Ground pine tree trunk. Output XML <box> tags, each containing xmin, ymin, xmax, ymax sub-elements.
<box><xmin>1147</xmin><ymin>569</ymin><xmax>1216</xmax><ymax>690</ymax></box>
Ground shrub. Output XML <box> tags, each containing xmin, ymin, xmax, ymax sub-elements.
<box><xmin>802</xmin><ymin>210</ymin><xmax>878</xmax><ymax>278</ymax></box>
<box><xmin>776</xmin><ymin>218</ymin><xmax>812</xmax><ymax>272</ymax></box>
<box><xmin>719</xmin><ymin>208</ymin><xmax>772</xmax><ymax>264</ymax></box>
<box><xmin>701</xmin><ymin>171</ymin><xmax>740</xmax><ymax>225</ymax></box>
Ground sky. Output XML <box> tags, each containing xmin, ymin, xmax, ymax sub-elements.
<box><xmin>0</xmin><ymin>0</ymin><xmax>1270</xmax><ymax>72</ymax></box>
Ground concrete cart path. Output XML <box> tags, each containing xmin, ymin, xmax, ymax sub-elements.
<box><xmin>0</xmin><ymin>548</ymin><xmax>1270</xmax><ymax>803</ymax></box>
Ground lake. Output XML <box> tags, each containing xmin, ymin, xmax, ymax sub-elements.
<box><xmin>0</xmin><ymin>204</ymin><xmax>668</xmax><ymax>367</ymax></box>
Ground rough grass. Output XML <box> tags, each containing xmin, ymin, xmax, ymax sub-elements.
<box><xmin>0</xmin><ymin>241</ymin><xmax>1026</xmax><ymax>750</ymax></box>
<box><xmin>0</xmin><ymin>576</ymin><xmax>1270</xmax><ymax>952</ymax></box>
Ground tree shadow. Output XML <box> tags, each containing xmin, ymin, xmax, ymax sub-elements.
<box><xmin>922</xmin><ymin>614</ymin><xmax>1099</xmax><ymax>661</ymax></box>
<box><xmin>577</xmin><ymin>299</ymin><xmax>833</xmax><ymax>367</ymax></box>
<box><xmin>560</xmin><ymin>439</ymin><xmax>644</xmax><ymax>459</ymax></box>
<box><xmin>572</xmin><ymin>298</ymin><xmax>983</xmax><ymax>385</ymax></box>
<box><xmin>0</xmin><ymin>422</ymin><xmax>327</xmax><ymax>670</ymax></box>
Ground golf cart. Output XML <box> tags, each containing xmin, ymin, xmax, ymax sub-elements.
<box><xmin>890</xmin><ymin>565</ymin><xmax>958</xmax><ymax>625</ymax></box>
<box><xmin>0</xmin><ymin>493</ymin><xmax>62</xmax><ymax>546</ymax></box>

> [Prompt] Transcribe every record above exactly as it appears.

> [Output below]
Ground pine tree trunk. Output XML <box> tags, each containing xmin, ymin, xmax, ymax sub-elements.
<box><xmin>1147</xmin><ymin>569</ymin><xmax>1216</xmax><ymax>690</ymax></box>
Ground shrub. Output XML <box> tags, each containing xmin, ymin, xmax, ymax sub-elements.
<box><xmin>802</xmin><ymin>210</ymin><xmax>878</xmax><ymax>278</ymax></box>
<box><xmin>776</xmin><ymin>218</ymin><xmax>812</xmax><ymax>272</ymax></box>
<box><xmin>719</xmin><ymin>208</ymin><xmax>772</xmax><ymax>264</ymax></box>
<box><xmin>701</xmin><ymin>171</ymin><xmax>740</xmax><ymax>225</ymax></box>
Ground sky. Output XML <box> tags, each containing xmin, ymin, xmax, ymax sub-elements.
<box><xmin>0</xmin><ymin>0</ymin><xmax>1270</xmax><ymax>72</ymax></box>
Ground concrete cart path. Output XML <box> tags, each containing xmin, ymin, xmax, ymax sub-elements.
<box><xmin>0</xmin><ymin>548</ymin><xmax>1270</xmax><ymax>803</ymax></box>
Ground lake. Output XML <box> tags, each containing xmin, ymin, xmax, ymax sub-elements.
<box><xmin>0</xmin><ymin>204</ymin><xmax>668</xmax><ymax>367</ymax></box>
Ground rough grass. Output XML <box> tags, each containing xmin, ymin, xmax, ymax sub-elements.
<box><xmin>0</xmin><ymin>241</ymin><xmax>1026</xmax><ymax>750</ymax></box>
<box><xmin>0</xmin><ymin>576</ymin><xmax>1270</xmax><ymax>952</ymax></box>
Ground tree shadow. Output XML <box> tags, each containing xmin, ymin, xmax, ymax sub-elements.
<box><xmin>922</xmin><ymin>614</ymin><xmax>1099</xmax><ymax>661</ymax></box>
<box><xmin>577</xmin><ymin>299</ymin><xmax>833</xmax><ymax>367</ymax></box>
<box><xmin>560</xmin><ymin>439</ymin><xmax>644</xmax><ymax>459</ymax></box>
<box><xmin>572</xmin><ymin>298</ymin><xmax>983</xmax><ymax>385</ymax></box>
<box><xmin>0</xmin><ymin>422</ymin><xmax>327</xmax><ymax>670</ymax></box>
Ground golf cart. Output XML <box> tags, each containing xmin, ymin, xmax, ymax sub-elements.
<box><xmin>890</xmin><ymin>565</ymin><xmax>958</xmax><ymax>625</ymax></box>
<box><xmin>0</xmin><ymin>493</ymin><xmax>62</xmax><ymax>546</ymax></box>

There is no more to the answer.